> **Given passage**
####################
Sequencing of Aspergillus nidulans and comparative analysis with A. fumigatus and A. oryzae.

The aspergilli comprise a diverse group of filamentous fungi spanning over 200 million years of evolution. Here we report the genome sequence of the model organism Aspergillus nidulans, and a comparative study with Aspergillus fumigatus, a serious human pathogen, and Aspergillus oryzae, used in the production of sake, miso and soy sauce. Our analysis of genome structure provided a quantitative evaluation of forces driving long-term eukaryotic genome evolution. It also led to an experimentally validated model of mating-type locus evolution, suggesting the potential for sexual reproduction in A. fumigatus and A. oryzae. Our analysis of sequence conservation revealed over 5,000 non-coding regions actively conserved across all three species. Within these regions, we identified potential functional elements including a previously uncharacterized TPP riboswitch and motifs suggesting regulation in filamentous fungi by Puf family genes. We further obtained comparative and experimental evidence indicating widespread translational regulation by upstream open reading frames. These results enhance our understanding of these widely studied fungi as well as provide new insight into eukaryotic genome evolution and gene regulation.

The genome sequence of the rice blast fungus Magnaporthe grisea.

Magnaporthe grisea is the most destructive pathogen of rice worldwide and the principal model organism for elucidating the molecular basis of fungal disease of plants. Here, we report the draft sequence of the M. grisea genome. Analysis of the gene set provides an insight into the adaptations required by a fungus to cause disease. The genome encodes a large and diverse set of secreted proteins, including those defined by unusual carbohydrate-binding domains. This fungus also possesses an expanded family of G-protein-coupled receptors, several new virulence-associated genes and large suites of enzymes involved in secondary metabolism. Consistent with a role in fungal pathogenesis, the expression of several of these genes is upregulated during the early stages of infection-related development. The M. grisea genome has been subject to invasion and proliferation of active transposable elements, reflecting the clonal nature of this fungus imposed by widespread rice cultivation.

The genome sequence of the filamentous fungus Neurospora crassa.

Neurospora crassa is a central organism in the history of twentieth-century genetics, biochemistry and molecular biology. Here, we report a high-quality draft sequence of the N. crassa genome. The approximately 40-megabase genome encodes about 10,000 protein-coding genes--more than twice as many as in the fission yeast Schizosaccharomyces pombe and only about 25% fewer than in the fruitfly Drosophila melanogaster. Analysis of the gene set yields insights into unexpected aspects of Neurospora biology including the identification of genes potentially associated with red light photobiology, genes implicated in secondary metabolism, and important differences in Ca2+ signalling as compared with plants and animals. Neurospora possesses the widest array of genome defence mechanisms known for any eukaryotic organism, including a process unique to fungi called repeat-induced point mutation (RIP). Genome analysis suggests that RIP has had a profound impact on genome evolution, greatly slowing the creation of new genes through genomic duplication and resulting in a genome with an unusually low proportion of closely related genes.
####################
> **What is expected**
Answer these questions from the fungal genome abstracts:
1. What three products is Aspergillus oryzae used to make?
2. Which crop is Magnaporthe grisea the most destructive pathogen of?
3. About how many protein-coding genes does the Neurospora crassa genome encode?

> **Referring expression data**
####################
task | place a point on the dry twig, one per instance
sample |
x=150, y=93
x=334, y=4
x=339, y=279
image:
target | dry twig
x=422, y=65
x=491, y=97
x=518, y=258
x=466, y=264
####################
> **Reply**
1. Sake, miso and soy sauce.
2. Rice.
3. About 10,000.